Work to complete:
Repeat the listing below word for word, leaving nothing out.

Task material:
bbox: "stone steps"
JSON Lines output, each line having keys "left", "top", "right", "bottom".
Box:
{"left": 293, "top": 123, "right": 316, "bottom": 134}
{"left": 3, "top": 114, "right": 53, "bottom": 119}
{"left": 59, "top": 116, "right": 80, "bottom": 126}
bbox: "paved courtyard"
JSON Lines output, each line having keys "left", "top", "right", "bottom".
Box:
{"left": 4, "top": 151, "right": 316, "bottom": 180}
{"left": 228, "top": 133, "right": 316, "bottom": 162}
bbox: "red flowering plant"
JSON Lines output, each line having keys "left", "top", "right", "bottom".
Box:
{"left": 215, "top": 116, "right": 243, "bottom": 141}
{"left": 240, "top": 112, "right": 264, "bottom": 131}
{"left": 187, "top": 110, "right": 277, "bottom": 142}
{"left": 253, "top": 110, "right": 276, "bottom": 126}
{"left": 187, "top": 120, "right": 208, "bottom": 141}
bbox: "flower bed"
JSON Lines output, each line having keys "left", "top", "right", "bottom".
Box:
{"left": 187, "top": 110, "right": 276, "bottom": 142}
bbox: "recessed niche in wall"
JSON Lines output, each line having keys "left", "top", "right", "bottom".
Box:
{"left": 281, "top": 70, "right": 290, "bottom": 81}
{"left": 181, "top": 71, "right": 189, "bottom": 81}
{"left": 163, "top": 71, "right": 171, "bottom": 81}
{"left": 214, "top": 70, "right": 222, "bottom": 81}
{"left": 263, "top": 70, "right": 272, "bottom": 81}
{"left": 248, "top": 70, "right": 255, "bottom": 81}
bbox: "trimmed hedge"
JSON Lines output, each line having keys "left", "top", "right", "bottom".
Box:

Output of the task:
bbox: "stone steps"
JSON Lines output, each line having keys "left", "top", "right", "bottom".
Box:
{"left": 293, "top": 123, "right": 316, "bottom": 134}
{"left": 3, "top": 114, "right": 53, "bottom": 119}
{"left": 59, "top": 116, "right": 80, "bottom": 126}
bbox: "paved courtyard"
JSON Lines output, each line having keys "left", "top", "right", "bottom".
Box:
{"left": 4, "top": 151, "right": 316, "bottom": 180}
{"left": 228, "top": 133, "right": 316, "bottom": 162}
bbox: "red flowering plant"
JSON Lines output, each line having keys "left", "top", "right", "bottom".
Box:
{"left": 215, "top": 116, "right": 243, "bottom": 141}
{"left": 240, "top": 112, "right": 264, "bottom": 131}
{"left": 187, "top": 110, "right": 277, "bottom": 142}
{"left": 253, "top": 110, "right": 276, "bottom": 126}
{"left": 187, "top": 120, "right": 208, "bottom": 141}
bbox: "flower bed"
JSON Lines output, each line having keys "left", "top", "right", "bottom".
Box:
{"left": 187, "top": 110, "right": 276, "bottom": 142}
bbox: "recessed niche in wall"
JSON Lines output, each line having keys "left", "top", "right", "bottom".
Box:
{"left": 281, "top": 70, "right": 290, "bottom": 81}
{"left": 181, "top": 71, "right": 189, "bottom": 81}
{"left": 163, "top": 71, "right": 171, "bottom": 81}
{"left": 214, "top": 70, "right": 222, "bottom": 81}
{"left": 263, "top": 70, "right": 272, "bottom": 81}
{"left": 248, "top": 70, "right": 255, "bottom": 81}
bbox: "trimmed hedge"
JSON Lines output, each line having keys "left", "top", "right", "bottom".
Box:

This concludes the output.